**Aim of the task:** Scan each line of the records for the word "white" and extract the ones that have it.

**Entries shown:**
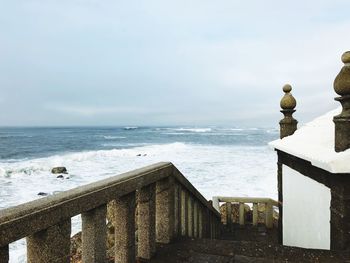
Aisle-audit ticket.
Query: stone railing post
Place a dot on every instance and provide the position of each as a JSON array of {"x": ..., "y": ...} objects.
[
  {"x": 342, "y": 121},
  {"x": 189, "y": 216},
  {"x": 94, "y": 235},
  {"x": 4, "y": 254},
  {"x": 288, "y": 125},
  {"x": 195, "y": 219},
  {"x": 50, "y": 245},
  {"x": 165, "y": 210},
  {"x": 183, "y": 211},
  {"x": 177, "y": 218},
  {"x": 200, "y": 222},
  {"x": 146, "y": 222},
  {"x": 125, "y": 229}
]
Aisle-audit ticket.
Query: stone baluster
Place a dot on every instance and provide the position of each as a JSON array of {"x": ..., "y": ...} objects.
[
  {"x": 195, "y": 219},
  {"x": 177, "y": 218},
  {"x": 165, "y": 199},
  {"x": 288, "y": 125},
  {"x": 200, "y": 222},
  {"x": 125, "y": 229},
  {"x": 269, "y": 215},
  {"x": 4, "y": 254},
  {"x": 184, "y": 214},
  {"x": 342, "y": 121},
  {"x": 50, "y": 245},
  {"x": 255, "y": 214},
  {"x": 146, "y": 222},
  {"x": 94, "y": 235},
  {"x": 229, "y": 216},
  {"x": 241, "y": 214},
  {"x": 190, "y": 216}
]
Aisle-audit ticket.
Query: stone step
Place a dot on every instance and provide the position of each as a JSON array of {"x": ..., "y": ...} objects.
[{"x": 208, "y": 250}]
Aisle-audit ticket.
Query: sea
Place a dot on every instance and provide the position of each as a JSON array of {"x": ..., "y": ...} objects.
[{"x": 225, "y": 161}]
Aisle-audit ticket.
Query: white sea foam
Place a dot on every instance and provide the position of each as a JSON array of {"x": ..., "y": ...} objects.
[
  {"x": 114, "y": 137},
  {"x": 131, "y": 128},
  {"x": 191, "y": 129},
  {"x": 213, "y": 170}
]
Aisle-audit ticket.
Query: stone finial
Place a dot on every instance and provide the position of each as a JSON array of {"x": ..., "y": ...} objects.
[
  {"x": 288, "y": 125},
  {"x": 342, "y": 121}
]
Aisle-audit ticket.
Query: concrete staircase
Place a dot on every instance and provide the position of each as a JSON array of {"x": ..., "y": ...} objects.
[{"x": 243, "y": 245}]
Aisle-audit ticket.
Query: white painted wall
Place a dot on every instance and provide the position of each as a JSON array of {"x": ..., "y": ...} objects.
[{"x": 306, "y": 211}]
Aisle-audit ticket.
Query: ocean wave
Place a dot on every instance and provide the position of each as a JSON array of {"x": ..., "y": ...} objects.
[
  {"x": 130, "y": 128},
  {"x": 199, "y": 130},
  {"x": 114, "y": 137}
]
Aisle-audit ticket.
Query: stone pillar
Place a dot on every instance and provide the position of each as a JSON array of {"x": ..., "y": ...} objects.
[
  {"x": 195, "y": 219},
  {"x": 50, "y": 245},
  {"x": 177, "y": 218},
  {"x": 288, "y": 125},
  {"x": 280, "y": 201},
  {"x": 184, "y": 213},
  {"x": 200, "y": 222},
  {"x": 165, "y": 210},
  {"x": 146, "y": 220},
  {"x": 125, "y": 229},
  {"x": 4, "y": 254},
  {"x": 342, "y": 121},
  {"x": 94, "y": 235},
  {"x": 189, "y": 216}
]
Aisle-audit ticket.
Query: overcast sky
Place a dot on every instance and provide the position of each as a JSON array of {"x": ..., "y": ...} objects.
[{"x": 156, "y": 62}]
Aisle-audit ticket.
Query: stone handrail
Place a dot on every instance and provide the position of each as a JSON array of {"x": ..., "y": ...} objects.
[
  {"x": 268, "y": 202},
  {"x": 168, "y": 207}
]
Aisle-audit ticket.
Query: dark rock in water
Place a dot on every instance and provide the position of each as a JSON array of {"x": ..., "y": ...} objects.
[{"x": 59, "y": 170}]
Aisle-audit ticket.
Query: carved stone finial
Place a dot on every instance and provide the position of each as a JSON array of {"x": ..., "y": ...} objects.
[
  {"x": 288, "y": 102},
  {"x": 342, "y": 121},
  {"x": 288, "y": 125}
]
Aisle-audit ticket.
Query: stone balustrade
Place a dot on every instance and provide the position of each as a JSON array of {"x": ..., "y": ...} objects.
[
  {"x": 169, "y": 207},
  {"x": 242, "y": 201}
]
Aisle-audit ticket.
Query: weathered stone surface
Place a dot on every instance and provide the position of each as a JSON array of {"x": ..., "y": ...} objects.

**Exercise result:**
Query: white sea foam
Query: white painted wall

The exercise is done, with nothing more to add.